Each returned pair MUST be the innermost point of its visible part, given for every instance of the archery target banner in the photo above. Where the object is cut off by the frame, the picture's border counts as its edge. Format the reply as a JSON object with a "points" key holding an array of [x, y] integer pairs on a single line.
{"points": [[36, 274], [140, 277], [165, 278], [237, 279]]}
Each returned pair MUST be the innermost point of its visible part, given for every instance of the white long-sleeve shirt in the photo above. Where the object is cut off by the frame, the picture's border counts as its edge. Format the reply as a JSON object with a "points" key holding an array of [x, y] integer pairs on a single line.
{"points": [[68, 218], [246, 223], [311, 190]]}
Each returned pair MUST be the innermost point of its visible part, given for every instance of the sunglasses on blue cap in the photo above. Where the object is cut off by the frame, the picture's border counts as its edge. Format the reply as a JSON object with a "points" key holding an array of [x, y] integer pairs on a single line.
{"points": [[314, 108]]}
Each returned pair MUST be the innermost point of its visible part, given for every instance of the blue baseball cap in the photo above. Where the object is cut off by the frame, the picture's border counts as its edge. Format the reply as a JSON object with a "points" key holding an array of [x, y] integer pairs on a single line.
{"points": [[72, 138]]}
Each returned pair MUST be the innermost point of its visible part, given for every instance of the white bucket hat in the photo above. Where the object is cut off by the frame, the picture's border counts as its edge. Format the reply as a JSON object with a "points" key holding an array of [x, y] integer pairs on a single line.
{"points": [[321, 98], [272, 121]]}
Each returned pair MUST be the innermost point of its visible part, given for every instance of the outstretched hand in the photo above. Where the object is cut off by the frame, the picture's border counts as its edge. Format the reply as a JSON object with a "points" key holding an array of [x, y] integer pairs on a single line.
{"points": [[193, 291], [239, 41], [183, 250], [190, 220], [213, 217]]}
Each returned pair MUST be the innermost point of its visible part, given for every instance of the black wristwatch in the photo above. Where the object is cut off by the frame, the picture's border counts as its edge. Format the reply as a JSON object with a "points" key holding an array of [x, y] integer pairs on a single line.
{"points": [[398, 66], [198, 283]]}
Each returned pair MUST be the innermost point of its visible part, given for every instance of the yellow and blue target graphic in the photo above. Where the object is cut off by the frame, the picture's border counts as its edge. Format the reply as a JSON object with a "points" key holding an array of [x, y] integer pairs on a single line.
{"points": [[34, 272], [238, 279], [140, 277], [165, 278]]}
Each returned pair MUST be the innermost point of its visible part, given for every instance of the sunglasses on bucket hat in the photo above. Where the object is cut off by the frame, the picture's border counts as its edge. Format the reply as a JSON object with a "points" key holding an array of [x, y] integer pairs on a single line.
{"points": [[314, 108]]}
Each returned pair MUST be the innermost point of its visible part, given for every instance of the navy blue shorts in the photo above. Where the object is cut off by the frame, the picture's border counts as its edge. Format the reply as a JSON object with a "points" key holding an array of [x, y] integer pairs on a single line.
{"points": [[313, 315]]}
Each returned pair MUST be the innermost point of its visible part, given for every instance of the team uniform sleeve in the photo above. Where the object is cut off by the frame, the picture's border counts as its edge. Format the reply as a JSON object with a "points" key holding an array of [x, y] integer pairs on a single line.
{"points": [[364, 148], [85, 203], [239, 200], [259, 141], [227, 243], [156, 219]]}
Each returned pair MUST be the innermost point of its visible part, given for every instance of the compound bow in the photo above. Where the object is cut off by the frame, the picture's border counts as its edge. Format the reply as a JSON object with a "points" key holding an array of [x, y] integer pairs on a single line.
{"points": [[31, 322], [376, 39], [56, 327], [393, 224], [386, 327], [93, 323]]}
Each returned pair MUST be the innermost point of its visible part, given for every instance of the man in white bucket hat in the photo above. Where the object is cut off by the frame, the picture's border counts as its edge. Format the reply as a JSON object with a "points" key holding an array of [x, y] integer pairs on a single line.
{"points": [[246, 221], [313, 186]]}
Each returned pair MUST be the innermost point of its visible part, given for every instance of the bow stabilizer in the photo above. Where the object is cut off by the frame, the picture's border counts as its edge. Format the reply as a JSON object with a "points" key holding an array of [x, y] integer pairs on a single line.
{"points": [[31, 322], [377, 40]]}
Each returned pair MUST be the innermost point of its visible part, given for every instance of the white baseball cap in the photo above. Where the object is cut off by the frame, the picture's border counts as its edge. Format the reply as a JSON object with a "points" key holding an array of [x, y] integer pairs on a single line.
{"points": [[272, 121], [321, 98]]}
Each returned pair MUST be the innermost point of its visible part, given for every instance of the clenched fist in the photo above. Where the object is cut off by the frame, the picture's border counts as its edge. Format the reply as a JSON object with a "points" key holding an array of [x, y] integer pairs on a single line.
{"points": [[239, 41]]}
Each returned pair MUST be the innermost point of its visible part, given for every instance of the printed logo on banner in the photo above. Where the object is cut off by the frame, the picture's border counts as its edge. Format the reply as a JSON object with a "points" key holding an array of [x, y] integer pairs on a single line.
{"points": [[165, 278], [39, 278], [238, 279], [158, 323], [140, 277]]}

# [WHAT IS BEING ASKED]
The required output is the lines from the one holding "of the clenched" through the last line of the entries above, copied exactly.

# [EXERCISE RESULT]
Each returned pair MUST be the innermost point of its visible part, given for every instance of the clenched fist in the photo above. Where the object is cut off by the frame, the picture's border counts as its edge. Format the reply as a JSON object with a "points" key holding an array of [x, y] integer pairs on a single line.
{"points": [[239, 41]]}
Each returned pair MUST be the innermost point of its visible part, given for every instance of the printed logo on banner in the photo above. Where the object is cut off by the frame, the picture's border counts as its edge. Format the reply as a JSON object with a "points" key holding an array of [x, y] integer pairs on a single line.
{"points": [[165, 278], [39, 278], [238, 279], [158, 323], [140, 277]]}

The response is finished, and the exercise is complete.